This is exactly what Heritage asks us to do in track one, Oubli lest we forget the voyage and the Haitian influences which help shape the Dominica -created Cadance which paved the way for many of the influences and French interpretations we now enjoy. In Baway yo a call goes out for the realization, identification and preservation of our music.

Interesting anecdotes from the streets about life's its ups and downs are regurgitated in En la ri la punctuated by the rap of David Williams, the son of music maestro Fitzroy Williams, the main producer of this project.

Heritage, the title track, which I have fallen in love with, is a tribute to Jeff Joseph in particular and, as the cover jacket indicates, the late Cooky of Exile One fame, Bobby and Loftus Emmanuel, all musical and childhood brethren of main producer Fitzroy Williams. Lead vocalist King Dice calls on the entire French speaking world in Crier, in true Jeff Joe style and takes the opportunity to remind patrons of some of the hits spewed out by this iconic Cadance legend: La vie Disco; Soucouyant; Debar and Imagine.

The adoration of the trials of motherhood, giving suck and caring for their young into adulthood, is nostalgic: "Indeed she's beautiful" Dice sings in English to the creole repertoire Ti Moun Mwen which is well positioned on the release as it foreshadows a haunting sax and keyboard introduction where Dice's intonation and inflexion demonstrates his creativity in Shagrin.

This song is reminiscent of what Rah Peters did years ago with WCK; seemingly is a drunk reminiscing on what could have been, if he were not shunned by his mistress. He drowns sorrows, worries (gwo pwel) and cares of this world and trades it for a good time Jodi mwen pa melee. David Williams is again called to toast on this one-a wonderfully arranged piece.

Meanwhile, Chinwa is a socio-political commentary tracing the development of colonial powers from Europe to America and now Chinwa. The commentary seeks to unearth the evolution of blacks speaking patois/Creole to Chinese- visions of colonization…perhaps. Insightful, thought provoking despite its infectious rhythm, something that a calypso writer such as Pat Aaron would typically explore.

La vie sa la this time penned by Dice himself, brings to the fore the hardships, untrustworthiness of man, twist and turns of life, falling rain versus blazing sunshine. Philosophical. Yet one is still called upon, in spite of it all, to hold on- Cheben.

Vakabon speaks for itself; it represents all the negatives that paint such a picture from the clothing to character. Meanwhile, Crize is the cynical title given to today's economy. Not much argument there.

The final number, written by Cornel Phillip and Carlyn Xavier- Phillip, lead vocalist of Fanatic (1st runner up in last year's NCCU's Cadance contest and one of six local winners of the 2013 CARICOM song contest) does her Soca thing after serving as background vocalist on all nine other Cadance tracks. What is interesting about the arrangement is the collage/ fusion of other genres; pop, Bouyon, and even the vocal combination with Dice in Let's Dance is interspersed with some Creole- patois.
____________
### WHAT TO DO
Who does the album review name as the main producer of the project?

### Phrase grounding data
____________
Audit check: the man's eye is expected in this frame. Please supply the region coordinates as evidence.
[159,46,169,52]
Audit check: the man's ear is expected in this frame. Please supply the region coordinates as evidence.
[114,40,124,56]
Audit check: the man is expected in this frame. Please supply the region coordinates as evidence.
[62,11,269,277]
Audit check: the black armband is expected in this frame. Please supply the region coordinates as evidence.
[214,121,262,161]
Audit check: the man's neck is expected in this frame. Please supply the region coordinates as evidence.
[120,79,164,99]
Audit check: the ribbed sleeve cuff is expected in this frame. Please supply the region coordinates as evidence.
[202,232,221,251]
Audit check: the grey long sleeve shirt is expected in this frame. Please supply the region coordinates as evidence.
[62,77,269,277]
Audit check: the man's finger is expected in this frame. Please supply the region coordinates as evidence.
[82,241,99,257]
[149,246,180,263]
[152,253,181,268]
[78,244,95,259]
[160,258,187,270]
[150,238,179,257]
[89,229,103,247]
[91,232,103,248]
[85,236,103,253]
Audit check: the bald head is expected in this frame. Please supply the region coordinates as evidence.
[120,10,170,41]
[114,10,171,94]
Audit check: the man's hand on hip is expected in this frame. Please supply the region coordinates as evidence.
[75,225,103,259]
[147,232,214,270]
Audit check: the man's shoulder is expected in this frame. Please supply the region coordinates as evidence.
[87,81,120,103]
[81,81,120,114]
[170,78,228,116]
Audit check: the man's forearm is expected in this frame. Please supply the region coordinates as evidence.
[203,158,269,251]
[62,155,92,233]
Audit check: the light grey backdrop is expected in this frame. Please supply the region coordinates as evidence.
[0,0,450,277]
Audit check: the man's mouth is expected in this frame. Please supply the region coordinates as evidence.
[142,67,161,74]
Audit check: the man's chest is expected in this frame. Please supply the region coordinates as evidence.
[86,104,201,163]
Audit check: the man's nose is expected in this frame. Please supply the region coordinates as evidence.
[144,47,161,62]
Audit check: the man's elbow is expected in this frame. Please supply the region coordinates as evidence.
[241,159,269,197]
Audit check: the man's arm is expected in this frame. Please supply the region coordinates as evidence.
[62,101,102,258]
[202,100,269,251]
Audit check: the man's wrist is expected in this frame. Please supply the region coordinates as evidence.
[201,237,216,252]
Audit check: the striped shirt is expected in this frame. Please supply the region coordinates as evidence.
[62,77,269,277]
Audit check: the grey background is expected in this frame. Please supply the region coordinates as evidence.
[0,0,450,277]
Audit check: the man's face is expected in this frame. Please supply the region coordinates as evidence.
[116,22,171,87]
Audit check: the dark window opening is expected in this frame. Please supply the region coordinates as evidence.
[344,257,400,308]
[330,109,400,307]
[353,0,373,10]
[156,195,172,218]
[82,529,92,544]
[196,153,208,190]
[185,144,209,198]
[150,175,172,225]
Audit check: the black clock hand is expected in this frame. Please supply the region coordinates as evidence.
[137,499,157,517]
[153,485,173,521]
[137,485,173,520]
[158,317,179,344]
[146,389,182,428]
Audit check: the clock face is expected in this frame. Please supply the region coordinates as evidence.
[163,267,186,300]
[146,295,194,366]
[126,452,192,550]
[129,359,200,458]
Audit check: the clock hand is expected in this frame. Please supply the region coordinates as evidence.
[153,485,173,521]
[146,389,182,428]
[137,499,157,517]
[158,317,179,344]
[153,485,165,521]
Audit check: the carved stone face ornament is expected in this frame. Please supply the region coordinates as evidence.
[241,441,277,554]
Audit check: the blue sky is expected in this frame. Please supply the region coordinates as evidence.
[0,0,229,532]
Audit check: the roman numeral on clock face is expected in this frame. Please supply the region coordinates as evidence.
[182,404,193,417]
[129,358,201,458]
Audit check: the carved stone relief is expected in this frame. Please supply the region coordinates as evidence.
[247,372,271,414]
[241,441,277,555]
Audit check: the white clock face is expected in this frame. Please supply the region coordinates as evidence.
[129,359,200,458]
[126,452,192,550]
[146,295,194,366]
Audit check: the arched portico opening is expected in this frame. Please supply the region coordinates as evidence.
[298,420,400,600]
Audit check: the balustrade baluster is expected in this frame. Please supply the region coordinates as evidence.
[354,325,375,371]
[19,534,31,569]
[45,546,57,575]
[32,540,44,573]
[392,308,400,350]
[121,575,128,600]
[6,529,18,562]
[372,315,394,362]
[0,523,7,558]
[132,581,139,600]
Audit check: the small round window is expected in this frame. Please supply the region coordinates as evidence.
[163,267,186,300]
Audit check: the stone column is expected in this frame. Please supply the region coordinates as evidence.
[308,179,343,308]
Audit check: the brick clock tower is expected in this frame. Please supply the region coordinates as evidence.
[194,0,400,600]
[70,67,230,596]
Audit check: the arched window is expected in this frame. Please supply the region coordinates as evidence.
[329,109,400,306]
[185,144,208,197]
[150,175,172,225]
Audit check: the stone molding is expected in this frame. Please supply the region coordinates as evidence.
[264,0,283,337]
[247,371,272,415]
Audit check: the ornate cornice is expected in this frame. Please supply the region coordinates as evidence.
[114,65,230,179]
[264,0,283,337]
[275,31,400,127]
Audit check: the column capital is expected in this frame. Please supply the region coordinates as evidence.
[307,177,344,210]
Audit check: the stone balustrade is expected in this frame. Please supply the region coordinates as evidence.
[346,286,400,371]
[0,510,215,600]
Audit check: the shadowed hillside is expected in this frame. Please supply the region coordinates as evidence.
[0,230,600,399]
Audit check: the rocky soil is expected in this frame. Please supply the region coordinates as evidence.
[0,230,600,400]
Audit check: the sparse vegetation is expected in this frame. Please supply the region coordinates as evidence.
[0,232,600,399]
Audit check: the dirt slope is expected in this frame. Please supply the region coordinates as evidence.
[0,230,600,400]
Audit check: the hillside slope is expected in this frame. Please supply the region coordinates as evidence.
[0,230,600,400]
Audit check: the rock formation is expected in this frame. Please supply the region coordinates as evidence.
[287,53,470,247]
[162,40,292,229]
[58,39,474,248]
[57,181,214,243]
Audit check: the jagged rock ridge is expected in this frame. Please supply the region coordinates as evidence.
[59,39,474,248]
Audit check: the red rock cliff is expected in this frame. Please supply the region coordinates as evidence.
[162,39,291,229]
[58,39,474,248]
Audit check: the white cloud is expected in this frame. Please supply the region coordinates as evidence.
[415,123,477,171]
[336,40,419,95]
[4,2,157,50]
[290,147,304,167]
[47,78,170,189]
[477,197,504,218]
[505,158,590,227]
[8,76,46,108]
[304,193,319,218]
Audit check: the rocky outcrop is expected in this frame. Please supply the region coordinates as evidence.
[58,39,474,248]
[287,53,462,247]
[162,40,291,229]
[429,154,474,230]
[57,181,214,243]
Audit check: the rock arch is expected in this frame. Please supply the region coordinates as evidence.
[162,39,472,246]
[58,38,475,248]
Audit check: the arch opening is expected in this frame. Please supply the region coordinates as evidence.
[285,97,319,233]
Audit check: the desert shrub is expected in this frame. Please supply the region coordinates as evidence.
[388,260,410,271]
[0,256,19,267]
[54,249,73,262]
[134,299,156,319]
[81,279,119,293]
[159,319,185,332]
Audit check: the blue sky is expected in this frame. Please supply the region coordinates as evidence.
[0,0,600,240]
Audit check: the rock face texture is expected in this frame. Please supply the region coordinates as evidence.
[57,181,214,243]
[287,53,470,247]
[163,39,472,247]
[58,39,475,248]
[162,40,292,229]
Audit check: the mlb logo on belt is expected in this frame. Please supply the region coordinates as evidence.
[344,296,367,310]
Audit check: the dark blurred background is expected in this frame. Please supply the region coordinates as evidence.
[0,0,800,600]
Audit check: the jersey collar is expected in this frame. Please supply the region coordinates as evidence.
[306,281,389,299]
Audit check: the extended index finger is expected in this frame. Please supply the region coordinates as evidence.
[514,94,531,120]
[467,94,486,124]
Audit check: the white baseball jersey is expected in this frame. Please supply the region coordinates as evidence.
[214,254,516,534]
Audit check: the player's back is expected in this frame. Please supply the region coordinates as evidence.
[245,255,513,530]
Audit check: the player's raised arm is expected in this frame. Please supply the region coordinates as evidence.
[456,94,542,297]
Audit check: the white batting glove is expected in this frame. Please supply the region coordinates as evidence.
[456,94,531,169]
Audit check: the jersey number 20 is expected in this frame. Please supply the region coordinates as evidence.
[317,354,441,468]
____________
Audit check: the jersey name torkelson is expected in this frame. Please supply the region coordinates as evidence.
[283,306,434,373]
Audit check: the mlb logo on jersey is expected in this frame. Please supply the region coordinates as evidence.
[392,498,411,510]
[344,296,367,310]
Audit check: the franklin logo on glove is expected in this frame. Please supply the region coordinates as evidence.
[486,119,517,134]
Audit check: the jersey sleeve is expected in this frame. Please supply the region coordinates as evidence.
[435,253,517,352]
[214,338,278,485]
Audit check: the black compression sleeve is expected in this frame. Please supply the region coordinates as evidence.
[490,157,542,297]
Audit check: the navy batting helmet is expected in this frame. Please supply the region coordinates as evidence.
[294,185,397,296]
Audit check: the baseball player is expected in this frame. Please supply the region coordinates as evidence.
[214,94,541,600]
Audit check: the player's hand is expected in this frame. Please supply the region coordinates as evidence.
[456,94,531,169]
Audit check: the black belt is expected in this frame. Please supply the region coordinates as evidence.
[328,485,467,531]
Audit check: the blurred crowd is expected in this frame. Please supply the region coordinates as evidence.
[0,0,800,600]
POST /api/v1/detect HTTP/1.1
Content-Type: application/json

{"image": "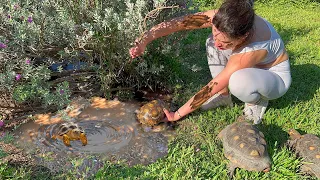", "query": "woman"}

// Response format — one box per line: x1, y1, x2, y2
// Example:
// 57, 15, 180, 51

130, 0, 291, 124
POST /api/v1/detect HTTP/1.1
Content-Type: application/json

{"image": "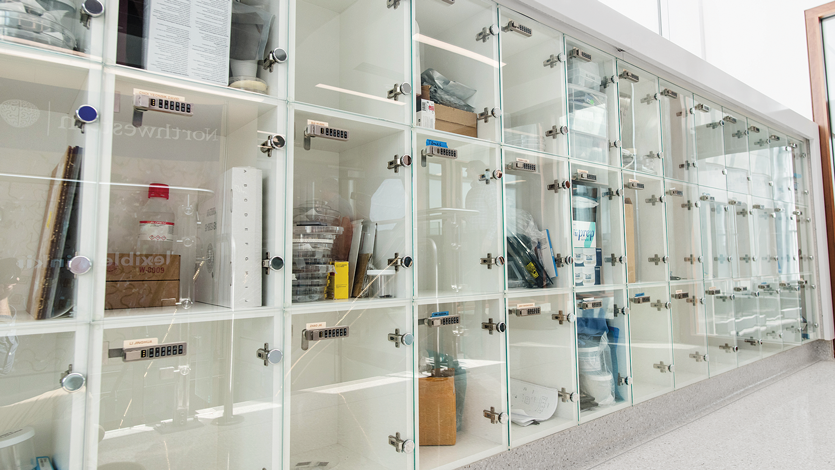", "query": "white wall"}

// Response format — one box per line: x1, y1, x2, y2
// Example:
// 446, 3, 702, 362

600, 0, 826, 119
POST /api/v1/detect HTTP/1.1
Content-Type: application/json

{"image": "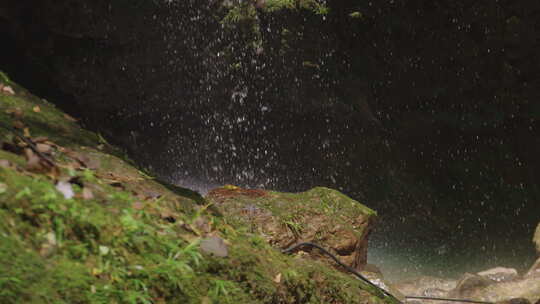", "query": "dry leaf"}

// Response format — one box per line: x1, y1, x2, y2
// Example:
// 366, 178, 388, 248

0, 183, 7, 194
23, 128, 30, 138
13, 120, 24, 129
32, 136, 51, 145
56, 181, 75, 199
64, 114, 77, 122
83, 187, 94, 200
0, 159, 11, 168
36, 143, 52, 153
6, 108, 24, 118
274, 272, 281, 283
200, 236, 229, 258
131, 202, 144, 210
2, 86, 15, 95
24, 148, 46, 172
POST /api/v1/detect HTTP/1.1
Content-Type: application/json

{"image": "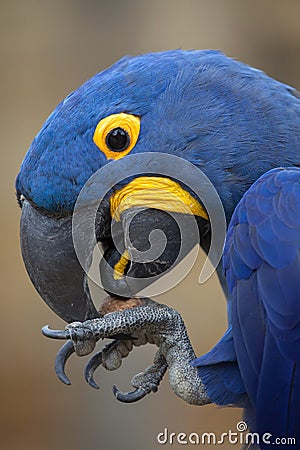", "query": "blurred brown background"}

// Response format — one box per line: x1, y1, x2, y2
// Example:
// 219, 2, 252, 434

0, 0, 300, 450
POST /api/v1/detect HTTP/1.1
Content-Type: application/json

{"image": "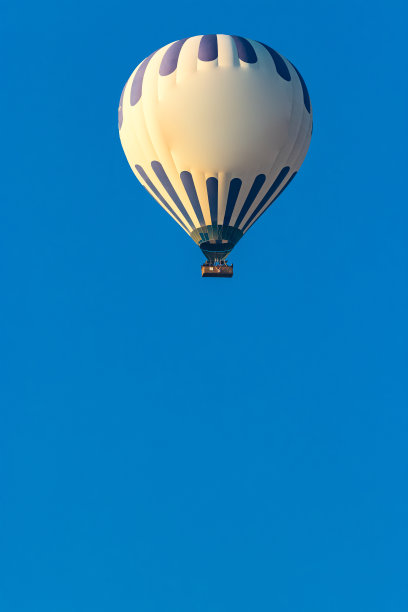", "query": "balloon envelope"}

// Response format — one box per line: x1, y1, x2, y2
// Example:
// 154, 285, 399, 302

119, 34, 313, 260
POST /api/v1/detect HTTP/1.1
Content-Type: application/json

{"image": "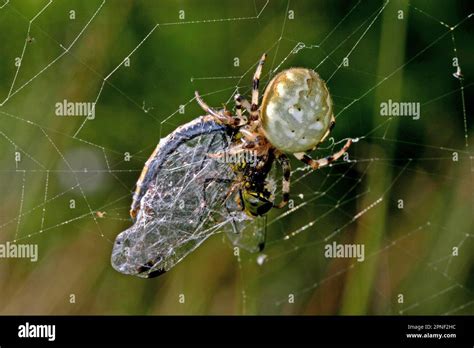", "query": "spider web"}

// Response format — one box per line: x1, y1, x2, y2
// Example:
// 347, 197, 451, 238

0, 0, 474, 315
____________
### RESPONSE FOR THIS EXERCISE
Fitzroy Williams